● PASSAGE GIVEN:
********************

Tired, grumpy, precious kids in bed – check.
Grimy, soup-stained, now clean laundry put away (again) –
Stained walls, dented floors, but toys put away house tidied
(for the millionth time) – check.
I crept quietly down the hall and snuggled into my burgundy chair. As I opened my Bible to read before
bed, I found on those pages something that brought a firework display of impressiveness
right into my room.
popped off the page as my eyes relayed the message to my heart…the passage was
talking about being TIRED and WEARY.
What better words could I have chosen to truly describe how I felt in that
moment? It took rereading it a few
times for it to sink in.
But I was confused.
Why would God, through His prophet Isaiah, use two words to describe
what seemed like the same thing?
This question made me pause and think – the hard kind of
thinking that forces me to scratch through the easy surface answers and look
deeper. Here’s what I found…tired
and weary, although it described how I felt, are not the same thing.
Tired is being fatigued, often to the point of exhaustion –
yep, my hand was in the air, waving strong; I could relate to that
feeling. But what about weary?
Weary is a little different, because its description is not
having any more resource of patience or tolerance left – okay; now my feet were
joining my hands in the air to validate my experience with that one.
So, what next? I
just get to slap on a sparkly badge that says, “Tired and Weary Mom” and leave
it at that?
No, God always offers hope to our problems! So I went back to the text that jumped
off the page on me and read further…
“The Lord is the everlasting God…He will
not grow TIRED or WEARY…He gives strength to the WEARY and increases the power
of the weak. Even youths grow
TIRED and WEARY and young men (and young moms) stumble and fall (yes we do);
BUT (drum roll please) those who hope in the Lord will renew their strength. They will soar on wings like eagles;
they will run and not grow weary, they will walk and not be faint.” Isaiah 40:28-31
As I leaned back against the side of my chair, I
sighed. I’d been doing it
again. I’d been exerting great
“Kristen strength-effort” and asking God to bless me, instead of HOPING in Him
and asking for His strength.

********************

● EXTRACTED MATERIAL:
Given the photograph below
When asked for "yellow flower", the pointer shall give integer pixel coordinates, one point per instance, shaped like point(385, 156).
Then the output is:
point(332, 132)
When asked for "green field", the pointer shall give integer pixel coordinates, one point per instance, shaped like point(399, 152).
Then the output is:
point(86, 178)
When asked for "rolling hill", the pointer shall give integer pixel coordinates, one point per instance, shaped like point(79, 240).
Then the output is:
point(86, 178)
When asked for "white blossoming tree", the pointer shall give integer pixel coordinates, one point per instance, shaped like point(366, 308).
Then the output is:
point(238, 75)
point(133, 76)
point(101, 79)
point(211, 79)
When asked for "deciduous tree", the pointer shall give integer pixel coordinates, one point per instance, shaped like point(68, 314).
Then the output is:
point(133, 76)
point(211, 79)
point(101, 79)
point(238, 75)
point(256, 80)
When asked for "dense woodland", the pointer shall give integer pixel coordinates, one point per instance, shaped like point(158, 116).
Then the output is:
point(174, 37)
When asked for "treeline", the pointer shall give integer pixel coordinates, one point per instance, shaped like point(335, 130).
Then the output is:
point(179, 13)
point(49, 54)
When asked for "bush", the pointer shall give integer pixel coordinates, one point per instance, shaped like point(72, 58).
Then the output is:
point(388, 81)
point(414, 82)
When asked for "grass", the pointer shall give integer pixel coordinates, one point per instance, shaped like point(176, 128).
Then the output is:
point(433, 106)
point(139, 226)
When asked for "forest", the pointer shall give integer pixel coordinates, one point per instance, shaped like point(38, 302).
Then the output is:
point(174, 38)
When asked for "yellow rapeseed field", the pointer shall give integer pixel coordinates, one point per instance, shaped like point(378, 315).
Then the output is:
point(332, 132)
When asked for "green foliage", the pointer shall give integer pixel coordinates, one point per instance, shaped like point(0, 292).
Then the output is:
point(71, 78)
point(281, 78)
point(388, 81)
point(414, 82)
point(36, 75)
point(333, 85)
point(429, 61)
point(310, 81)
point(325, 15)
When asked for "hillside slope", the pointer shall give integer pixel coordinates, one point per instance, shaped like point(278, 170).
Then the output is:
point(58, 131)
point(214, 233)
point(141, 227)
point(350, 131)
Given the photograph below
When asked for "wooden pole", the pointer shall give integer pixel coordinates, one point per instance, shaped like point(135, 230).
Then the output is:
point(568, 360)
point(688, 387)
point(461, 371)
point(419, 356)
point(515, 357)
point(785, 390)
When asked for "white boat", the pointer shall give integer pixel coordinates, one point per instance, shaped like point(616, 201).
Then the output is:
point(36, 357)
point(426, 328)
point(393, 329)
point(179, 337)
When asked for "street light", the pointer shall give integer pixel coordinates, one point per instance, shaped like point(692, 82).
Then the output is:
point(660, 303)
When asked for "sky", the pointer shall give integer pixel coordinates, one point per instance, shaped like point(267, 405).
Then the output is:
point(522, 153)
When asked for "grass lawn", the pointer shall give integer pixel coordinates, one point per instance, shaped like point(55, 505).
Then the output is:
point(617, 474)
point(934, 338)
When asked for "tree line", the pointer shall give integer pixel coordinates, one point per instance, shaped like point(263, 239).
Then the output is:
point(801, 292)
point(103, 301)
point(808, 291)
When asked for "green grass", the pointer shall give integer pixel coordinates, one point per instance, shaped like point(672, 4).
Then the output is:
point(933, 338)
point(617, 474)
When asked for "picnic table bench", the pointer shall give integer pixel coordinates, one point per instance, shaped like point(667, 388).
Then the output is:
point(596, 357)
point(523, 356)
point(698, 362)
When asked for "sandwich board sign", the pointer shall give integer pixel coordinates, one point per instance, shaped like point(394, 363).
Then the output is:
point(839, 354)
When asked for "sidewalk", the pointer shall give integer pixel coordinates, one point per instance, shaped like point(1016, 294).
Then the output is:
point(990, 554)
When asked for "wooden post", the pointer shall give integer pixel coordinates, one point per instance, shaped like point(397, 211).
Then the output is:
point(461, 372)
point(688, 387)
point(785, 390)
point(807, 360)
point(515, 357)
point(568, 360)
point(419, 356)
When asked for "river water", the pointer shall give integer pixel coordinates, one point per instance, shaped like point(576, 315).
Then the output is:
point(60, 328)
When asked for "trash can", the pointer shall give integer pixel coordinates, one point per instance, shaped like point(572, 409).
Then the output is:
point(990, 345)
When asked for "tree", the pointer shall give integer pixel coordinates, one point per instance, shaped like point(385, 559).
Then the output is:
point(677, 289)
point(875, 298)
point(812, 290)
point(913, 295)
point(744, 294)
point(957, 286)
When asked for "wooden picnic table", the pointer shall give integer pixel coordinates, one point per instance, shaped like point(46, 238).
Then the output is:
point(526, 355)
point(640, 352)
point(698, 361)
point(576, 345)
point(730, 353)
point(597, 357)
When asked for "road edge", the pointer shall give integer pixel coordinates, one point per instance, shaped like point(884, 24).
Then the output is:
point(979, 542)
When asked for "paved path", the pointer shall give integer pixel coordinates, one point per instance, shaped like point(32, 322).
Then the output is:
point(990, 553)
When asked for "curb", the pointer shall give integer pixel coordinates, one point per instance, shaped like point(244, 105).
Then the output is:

********************

● PROBLEM TO SOLVE:
Continue the devotional reflection on being tired and weary, the text that comes before the data above, starting right after its last sentence.

● RESPONSE BELOW:
When we HOPE – action verb here – in the Lord, we are not
rushing madly to accomplish everything on our checklist. We’re choosing to put on God those
things that are overwhelming us.
Over and over again, I realize that God wants to be included
in all the details – HE is the one who makes the difference when kids are
bickering, when pots are boiling over and when husbands arrive home late.
I love the quote by G.K. Chesterton that encourages, “As
long as matters are really hopeful, hope is a mere flattery or platitude. It is only when everything is hopeless
that hope begins to be a strength.”
Say it out loud (it’s okay if our kids think we’re crazy,
what better example could we give them?), “God, I am feeling overwhelmed by this
______ right now, but I am choosing to hope in you. Show me how to soar as Your Word has promised.”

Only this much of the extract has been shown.